Given problem: Continue the text on class consciousness from its final sentence.

Text excerpt:
<<<<
Some left wing academics make the mistake of thinking “class consciousness” is merely the awareness of our being in this situation. An example of this mistake is this passage from John Holloway:
“We do not struggle as working class, we struggle against being working class…There is nothing good about…being ordered, commanded, separated from [control over] our product and process of production. Struggle arises not from the fact that we are working class but from the fact…we exist against and beyond being working class….In this sense working class identity is not something good…but…something to be fought against…The working class cannot emancipate itself in so far as it is working class. It is only in so far as we are not working class that the question of emancipation can even be posed…” (quoted approvingly by Chris Carlsson in “Nowtopia”)
Holloway shows here he doesn’t understand either the working class situation or “class consciousness.” The working class are hired by the firms because they have the capacities, skills to make the products. The situation of subordination and exploitation leads directly to worker resistance. Workers band together, form organizing committees, form unions and engage in on the job actions and strikes. They also engage in protest actions at times in the streets — loot supermarkets, demonstrate, resist the cops. To the extent unions and strike actions and collective resistance at work are successful, workers gain some sense of power or leverage they have due to the fact they are necessary to the production process. Through building organizations and struggles they also develop an understanding of the need for mutual support — for solidarity. Solidarity isn’t just based on compassion for the person who is in struggle but also is based on the understanding of being in a similar situation, and you might need their solidarity at some point. As this kind of consciousness develops, it helps in getting people to support others who may be different than them in some way — a different immigrant status, different “racial” experience, different gender.
>>>>
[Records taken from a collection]
<<<<
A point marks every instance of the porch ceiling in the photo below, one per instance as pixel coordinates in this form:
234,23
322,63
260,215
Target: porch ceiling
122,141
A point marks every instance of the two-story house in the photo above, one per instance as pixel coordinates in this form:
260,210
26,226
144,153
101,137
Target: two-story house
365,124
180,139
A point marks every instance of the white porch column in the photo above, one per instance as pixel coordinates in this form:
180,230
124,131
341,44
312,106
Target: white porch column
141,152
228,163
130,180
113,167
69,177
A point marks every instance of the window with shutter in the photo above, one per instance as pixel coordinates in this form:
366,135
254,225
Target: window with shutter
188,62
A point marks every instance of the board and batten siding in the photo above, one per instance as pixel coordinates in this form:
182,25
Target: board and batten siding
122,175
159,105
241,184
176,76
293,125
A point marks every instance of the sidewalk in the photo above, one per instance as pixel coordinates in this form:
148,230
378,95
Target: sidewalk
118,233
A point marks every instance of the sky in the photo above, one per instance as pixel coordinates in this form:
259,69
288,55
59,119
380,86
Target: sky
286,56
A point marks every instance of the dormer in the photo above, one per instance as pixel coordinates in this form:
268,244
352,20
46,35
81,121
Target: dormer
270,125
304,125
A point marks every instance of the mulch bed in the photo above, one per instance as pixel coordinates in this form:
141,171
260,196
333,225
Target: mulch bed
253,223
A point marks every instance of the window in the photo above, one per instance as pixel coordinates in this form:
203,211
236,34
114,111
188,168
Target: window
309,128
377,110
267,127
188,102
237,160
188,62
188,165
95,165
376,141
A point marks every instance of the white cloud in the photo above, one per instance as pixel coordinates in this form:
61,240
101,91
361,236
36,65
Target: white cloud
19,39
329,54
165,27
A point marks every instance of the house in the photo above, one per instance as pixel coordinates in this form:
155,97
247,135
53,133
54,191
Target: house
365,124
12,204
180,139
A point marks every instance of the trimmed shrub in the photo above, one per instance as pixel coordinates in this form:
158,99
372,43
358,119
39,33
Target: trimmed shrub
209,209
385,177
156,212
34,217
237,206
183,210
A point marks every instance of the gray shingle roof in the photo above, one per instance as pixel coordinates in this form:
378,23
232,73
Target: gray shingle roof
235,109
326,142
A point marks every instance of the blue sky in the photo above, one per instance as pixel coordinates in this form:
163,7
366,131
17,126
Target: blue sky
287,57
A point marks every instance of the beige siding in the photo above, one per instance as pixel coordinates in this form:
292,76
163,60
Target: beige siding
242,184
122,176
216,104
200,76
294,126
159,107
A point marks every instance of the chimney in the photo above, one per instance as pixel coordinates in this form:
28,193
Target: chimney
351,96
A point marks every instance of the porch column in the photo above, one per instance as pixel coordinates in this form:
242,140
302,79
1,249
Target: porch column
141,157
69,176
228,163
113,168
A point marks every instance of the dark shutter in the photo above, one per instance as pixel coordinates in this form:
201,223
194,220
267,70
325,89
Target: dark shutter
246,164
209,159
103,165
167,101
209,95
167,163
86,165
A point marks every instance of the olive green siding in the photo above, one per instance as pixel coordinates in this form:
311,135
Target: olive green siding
>>>>
Result:
“Class consiousness” thus is understood traditionally by socialists as a kind of disposition in the working class, the tendency to be willing to get together with others to resist bosses or the powers-that-be, the tendency to support other working class people in struggle. This disposition waxes and wanes over time. In periods when resistance and mass actions are at low ebb, this tendency diminishes. If people don’t see others supporting each other in things like strikes, people will tend to think “I’m on my own.” During periods when struggle is in full flood and widespread, with strikes occuring all over, thinking will tend to change, as people will be more aware of this potential power available to them.
Thus class formation is the protracted process where class consciousness grows as the working class increasingly “forms” itself into a more united social force, through the building of unions, strikes and other mass actions, overcoming of internal divisions in the working class such as on lines of gender or race, more actual links as working class-based organizations come together into coalitions or a united front. A study of working class history in USA shows this process of class formation building from the early 1900s into the 1930s, with the massive strike waves and union formaton in that era as an expression of class formation advancing.

Just as class formation can happen, a process of class DE-formation can happen. This process began with the bureaucratization of unions after World War 2 and the domination of bureaucratic layers in unions and parties, and the more limited challenge to capital. Eventually this led to a collapse of unionism in the neo-liberal era, from late 1970s on, and a collapse of strike resistance by workers. This was then reflected in declining “class consciousness” — a change in the general disposition to solidarity and resistance action in the working class that I described above.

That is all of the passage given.